■ **Problem details**: Carry on the article about Buffy Sainte-Marie's interview from the point where it stops.

As noted by the Assembly of First Nations, legal arguments relying on the Doctrine of Discovery continue to affect modern court rulings. As laid out in a 2018 document, the AFN says that doctrine is the root cause of multiple historical and ongoing injustices against Indigenous peoples.

Saint-Marie made the comments during a wide-ranging interview with The National's Adrienne Arsenault. The two discussed recent headlines related to Indigenous people, as well as her long career as an artist and activist.

A woman sits in front of some trees.
Buffy Sainte-Marie said that when she works to raise awareness about the history and impact of residential schools, 'You're not trying to scold ... you're trying to inform.' (Evan Mitsui/CBC)

Sainte-Marie is as outspoken and vibrant as ever. At 81 years old, she bounced into the interview in Toronto with the jovial energy of a child, then proceeded to say she was actually pretty tired. Even an Oscar-winning songwriter and an Indigenous icon isn't immune to the airline problems and delays currently plaguing North America, it seems.

"I just spent three days in Denver Airport sleeping on benches and the floor and everything," she said.

"Yeah, everyone's overwhelmed and it was just awful. But I'm good, I'm glad I'm here."

A woman sits in a chair in the background speaking to a woman in the foreground.
Sainte-Marie, left, speaks with the CBC’s Adrienne Arsenault at the CBC Broadcast Centre in Toronto about her career as an artist and activist. (Evan Mitsui/CBC)

When asked about her optimistic demeanour and ever-present smile even in the face of troubling times, Sainte-Marie sat back to think before responding.

■ **Material**:
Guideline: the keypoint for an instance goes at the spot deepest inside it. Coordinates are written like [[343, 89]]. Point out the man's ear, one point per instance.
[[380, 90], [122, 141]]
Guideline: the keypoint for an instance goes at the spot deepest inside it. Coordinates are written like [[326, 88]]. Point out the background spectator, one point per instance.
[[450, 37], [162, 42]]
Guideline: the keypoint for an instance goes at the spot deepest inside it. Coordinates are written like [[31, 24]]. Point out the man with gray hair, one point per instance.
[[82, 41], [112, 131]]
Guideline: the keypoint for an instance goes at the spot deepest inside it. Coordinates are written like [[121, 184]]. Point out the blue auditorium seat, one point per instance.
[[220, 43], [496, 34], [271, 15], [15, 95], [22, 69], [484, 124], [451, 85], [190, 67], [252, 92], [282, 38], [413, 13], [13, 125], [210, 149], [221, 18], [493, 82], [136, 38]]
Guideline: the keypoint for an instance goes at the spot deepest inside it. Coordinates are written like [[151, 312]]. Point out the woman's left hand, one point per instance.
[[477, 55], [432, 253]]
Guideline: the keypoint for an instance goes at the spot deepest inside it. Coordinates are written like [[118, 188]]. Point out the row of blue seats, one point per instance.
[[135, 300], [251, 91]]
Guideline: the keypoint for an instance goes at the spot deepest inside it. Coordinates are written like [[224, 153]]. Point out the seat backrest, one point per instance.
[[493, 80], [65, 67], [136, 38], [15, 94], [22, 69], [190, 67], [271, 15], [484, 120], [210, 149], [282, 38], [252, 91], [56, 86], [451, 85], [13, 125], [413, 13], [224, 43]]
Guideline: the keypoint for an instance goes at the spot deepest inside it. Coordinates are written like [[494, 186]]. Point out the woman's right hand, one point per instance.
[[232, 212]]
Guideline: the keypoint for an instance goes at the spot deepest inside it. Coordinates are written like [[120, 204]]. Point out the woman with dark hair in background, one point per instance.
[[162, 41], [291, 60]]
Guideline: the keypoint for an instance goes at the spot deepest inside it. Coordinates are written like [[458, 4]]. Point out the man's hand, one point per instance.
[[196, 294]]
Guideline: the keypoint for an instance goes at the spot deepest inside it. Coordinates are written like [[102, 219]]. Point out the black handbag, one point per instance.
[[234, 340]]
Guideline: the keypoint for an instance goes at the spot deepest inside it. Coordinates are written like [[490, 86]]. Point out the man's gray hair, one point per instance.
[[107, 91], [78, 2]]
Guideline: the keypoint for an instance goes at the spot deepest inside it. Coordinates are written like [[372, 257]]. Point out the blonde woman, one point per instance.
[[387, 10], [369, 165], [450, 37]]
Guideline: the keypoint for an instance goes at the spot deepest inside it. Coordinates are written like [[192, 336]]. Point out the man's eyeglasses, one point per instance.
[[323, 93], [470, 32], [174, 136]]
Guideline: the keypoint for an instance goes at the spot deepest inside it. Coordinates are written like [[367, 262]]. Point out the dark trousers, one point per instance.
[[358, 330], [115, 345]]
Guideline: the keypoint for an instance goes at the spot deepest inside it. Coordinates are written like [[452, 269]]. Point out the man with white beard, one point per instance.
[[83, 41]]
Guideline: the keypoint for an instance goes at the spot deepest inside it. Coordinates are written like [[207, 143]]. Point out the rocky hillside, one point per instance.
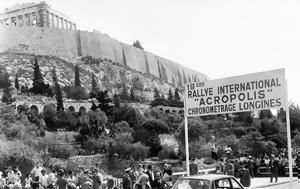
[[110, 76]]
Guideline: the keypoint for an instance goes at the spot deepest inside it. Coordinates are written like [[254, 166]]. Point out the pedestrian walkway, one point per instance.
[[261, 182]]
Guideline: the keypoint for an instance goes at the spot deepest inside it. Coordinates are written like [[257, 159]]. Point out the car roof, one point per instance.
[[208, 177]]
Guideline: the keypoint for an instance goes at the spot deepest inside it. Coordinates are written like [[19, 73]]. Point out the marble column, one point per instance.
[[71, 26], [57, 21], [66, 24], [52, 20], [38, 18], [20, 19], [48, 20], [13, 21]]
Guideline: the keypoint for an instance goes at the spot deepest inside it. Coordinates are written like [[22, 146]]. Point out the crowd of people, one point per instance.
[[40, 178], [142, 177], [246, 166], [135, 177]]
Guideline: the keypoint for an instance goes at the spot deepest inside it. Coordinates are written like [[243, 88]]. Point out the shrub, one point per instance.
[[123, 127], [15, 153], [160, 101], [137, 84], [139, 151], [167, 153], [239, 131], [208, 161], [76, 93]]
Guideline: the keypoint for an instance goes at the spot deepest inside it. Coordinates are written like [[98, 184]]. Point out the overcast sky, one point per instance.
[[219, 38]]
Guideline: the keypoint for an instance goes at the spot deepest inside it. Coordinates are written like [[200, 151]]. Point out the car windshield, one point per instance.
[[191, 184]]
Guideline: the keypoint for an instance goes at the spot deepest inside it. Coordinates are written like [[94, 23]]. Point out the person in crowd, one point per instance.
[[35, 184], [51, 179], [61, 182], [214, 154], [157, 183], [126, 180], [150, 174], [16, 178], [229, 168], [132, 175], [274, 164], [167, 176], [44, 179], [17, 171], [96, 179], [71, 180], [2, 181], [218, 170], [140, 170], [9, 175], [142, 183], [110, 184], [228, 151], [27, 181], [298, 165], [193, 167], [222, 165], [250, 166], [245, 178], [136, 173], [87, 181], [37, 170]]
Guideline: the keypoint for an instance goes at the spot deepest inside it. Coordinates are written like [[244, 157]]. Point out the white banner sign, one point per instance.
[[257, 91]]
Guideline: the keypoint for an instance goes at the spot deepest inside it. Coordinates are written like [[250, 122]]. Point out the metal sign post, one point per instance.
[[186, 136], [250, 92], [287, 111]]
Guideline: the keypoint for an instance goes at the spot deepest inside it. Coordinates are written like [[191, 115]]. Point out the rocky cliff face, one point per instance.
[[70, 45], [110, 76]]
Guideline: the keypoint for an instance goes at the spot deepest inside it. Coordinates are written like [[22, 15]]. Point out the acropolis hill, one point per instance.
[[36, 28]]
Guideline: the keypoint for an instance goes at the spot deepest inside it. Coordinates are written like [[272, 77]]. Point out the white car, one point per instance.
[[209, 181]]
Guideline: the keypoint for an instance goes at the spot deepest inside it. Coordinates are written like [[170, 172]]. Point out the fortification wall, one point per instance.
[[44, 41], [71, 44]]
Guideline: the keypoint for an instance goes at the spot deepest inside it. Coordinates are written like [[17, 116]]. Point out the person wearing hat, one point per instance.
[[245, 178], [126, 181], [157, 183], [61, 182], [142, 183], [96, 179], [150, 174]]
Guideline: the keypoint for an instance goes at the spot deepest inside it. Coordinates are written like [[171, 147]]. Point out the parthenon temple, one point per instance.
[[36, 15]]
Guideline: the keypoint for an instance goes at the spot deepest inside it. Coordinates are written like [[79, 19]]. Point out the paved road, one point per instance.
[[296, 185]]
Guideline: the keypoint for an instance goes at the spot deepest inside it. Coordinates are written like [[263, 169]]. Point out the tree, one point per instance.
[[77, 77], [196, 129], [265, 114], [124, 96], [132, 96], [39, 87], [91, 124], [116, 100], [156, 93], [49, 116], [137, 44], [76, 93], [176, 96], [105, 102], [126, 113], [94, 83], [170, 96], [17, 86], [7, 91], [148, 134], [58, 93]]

■ **In response**:
"I'm kind of the same way as I was when I was a little kid. Very young, I learned that sometimes grown-ups are wrong and kids are right," she said.

"For instance, I was told I couldn't be a musician because I couldn't read music. Therefore you can't be a musician, you know? I was told I couldn't be Indigenous because there aren't any more around here — I've kept that with me my whole life.

"And when somebody comes up to me and says something that to me is just kind of not right on, I make it fun to find out how it could be made better. And that does something for me."

A woman sits in a grassy valley with a guitar.
Sainte-Marie in Saskatchewan during the filming of a 1994 CBC special. (CBC Still Image Library)

To look back at Sainte-Marie's career is to see an artist determined to use her platform to counter cultural stereotypes and talk about the realities of the treatment of Indigenous people.

In 1966, at the age of 25, she appeared on CBC Television's TBA and played My Country 'Tis of Thy People You're Dying, a song detailing the atrocities of Canada's residential school programs. Before singing it, she told the host about her outrage at stereotypical portrayals of Indigenous people.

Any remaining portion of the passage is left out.